[Dataset listing]
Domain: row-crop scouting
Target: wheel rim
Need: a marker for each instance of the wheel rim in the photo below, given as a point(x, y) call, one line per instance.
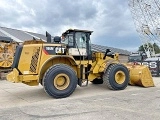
point(120, 77)
point(61, 81)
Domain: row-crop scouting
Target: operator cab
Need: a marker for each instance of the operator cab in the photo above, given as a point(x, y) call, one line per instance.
point(78, 43)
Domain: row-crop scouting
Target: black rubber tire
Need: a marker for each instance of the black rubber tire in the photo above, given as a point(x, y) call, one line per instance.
point(97, 81)
point(109, 77)
point(51, 73)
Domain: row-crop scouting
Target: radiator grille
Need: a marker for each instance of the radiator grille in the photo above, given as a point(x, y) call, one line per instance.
point(34, 61)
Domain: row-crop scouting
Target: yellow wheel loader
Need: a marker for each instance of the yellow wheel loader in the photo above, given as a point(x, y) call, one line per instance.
point(63, 62)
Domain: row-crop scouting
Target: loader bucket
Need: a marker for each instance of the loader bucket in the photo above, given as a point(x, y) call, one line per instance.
point(140, 75)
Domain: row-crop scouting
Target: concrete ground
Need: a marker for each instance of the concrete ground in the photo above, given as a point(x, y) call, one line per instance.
point(95, 102)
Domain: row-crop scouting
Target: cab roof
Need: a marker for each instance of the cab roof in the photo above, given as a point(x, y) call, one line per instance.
point(76, 30)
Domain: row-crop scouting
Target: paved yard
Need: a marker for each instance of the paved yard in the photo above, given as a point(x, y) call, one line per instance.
point(95, 102)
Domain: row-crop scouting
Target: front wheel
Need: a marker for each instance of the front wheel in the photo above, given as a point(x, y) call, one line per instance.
point(116, 77)
point(60, 81)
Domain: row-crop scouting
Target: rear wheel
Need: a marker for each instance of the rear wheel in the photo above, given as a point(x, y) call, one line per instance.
point(60, 81)
point(97, 81)
point(116, 77)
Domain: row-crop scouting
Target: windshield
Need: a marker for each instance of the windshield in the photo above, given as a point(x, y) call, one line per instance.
point(80, 39)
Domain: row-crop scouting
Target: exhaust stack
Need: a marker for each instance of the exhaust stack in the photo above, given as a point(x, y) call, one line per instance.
point(48, 37)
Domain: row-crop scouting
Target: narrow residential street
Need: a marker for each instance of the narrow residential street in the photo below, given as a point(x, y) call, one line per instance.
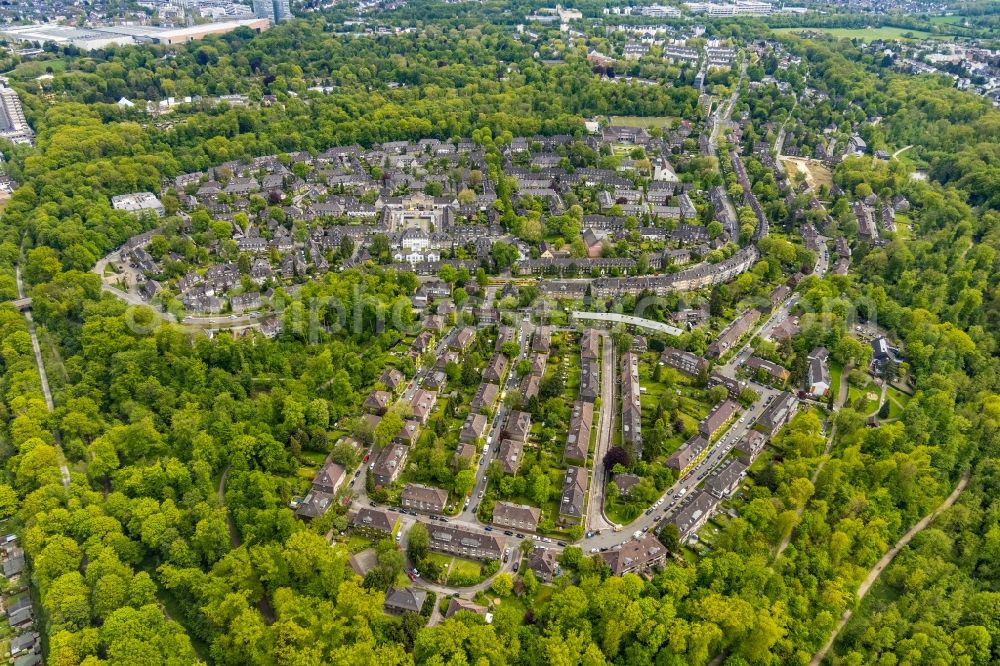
point(63, 468)
point(596, 520)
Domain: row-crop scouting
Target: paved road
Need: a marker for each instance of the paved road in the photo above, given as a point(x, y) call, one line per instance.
point(885, 560)
point(492, 445)
point(723, 112)
point(596, 520)
point(63, 468)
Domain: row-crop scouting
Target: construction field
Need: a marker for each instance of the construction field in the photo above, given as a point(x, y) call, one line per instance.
point(816, 173)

*Work to complete:*
Write out the listing above word for word, covering every line of it. Leave the pictures out of your copy.

*Worked solution:*
Domain: row-crop scouting
Target: wheel rim
Need: a marker for each instance of the wheel rim in the photo below, given as a point(x, y) call, one line per instance.
point(120, 77)
point(61, 81)
Domain: row-crop scouting
Target: operator cab
Need: a marker for each instance of the operator cab in the photo above, given as a point(x, y) call, one line per instance.
point(78, 43)
Domain: row-crop scouting
Target: black rubber tire
Need: a marker for each instance of the black rubber tire in the photo above, given as a point(x, y) call, one line per instance.
point(97, 81)
point(109, 77)
point(51, 73)
Domain: row-crop scouting
Target: radiator grille
Need: a marker for each instance of the radiator grille in the photo above, given as a point(x, y) call, one line per instance.
point(34, 61)
Domain: row-crop scouting
Target: yellow wheel loader
Need: a marker for each instance of the yellow wheel loader in the photo above, given as a point(x, y) call, one line per instance.
point(63, 62)
Domain: row-crop scouting
Target: loader bucket
Need: a marker for each instance of the loader bucket in the photo above, given as a point(x, y) call, one line per instance.
point(140, 75)
Domain: row-crop scouting
Target: concrete ground
Need: a marker for each instance of the concrete ground in the photo above, given as a point(x, y) call, one line per instance.
point(95, 102)
Domain: row-crop scouting
Target: cab roof
Need: a marker for each instance of the cab roof in the photo above, given as a point(x, y) call, one line per instance.
point(76, 30)
Domain: row-crop scouting
Target: paved yard
Need: a marker for each instance of the paved yard in the photo above, given as a point(x, y) call, one line per instance.
point(95, 102)
Domain: row-crop scouting
Target: front wheel
Need: a marker for each instance of the front wheel in the photo above, given as a point(x, y) call, one line per instance.
point(116, 77)
point(60, 81)
Domain: row-crop scouting
Target: rear wheel
Need: a marker for each instance of the rear wheel in the photo above, given as a point(x, y) call, one line per instance.
point(60, 81)
point(97, 81)
point(116, 77)
Domain: row-crop scouting
Target: windshield
Need: a marker for each instance of the windshield in the photo above, given as a point(x, y) call, one line per instance.
point(80, 39)
Domain: row-crop scouting
Target: exhaust stack
Need: a marker for each instance of the exhaust stack in the photo above, given as a point(x, y) call, one line per instance.
point(48, 37)
Domain: row-crop scouting
Target: narrow residential street
Need: a marker for each instance of the narrow residential street in the photo below, given as a point(x, y) call, one line per instance.
point(63, 468)
point(596, 520)
Domain: row-crop scouting
Target: paved road
Need: a marker for each instance of the paved road in the photo above, given as a point(x, y) call, one line per instance.
point(885, 560)
point(492, 445)
point(723, 112)
point(596, 520)
point(63, 468)
Domain: row-crop scouting
Target: construction field
Need: a marker for each instance of the construction field in the photo above, given as a point(x, y) call, one line per instance.
point(816, 173)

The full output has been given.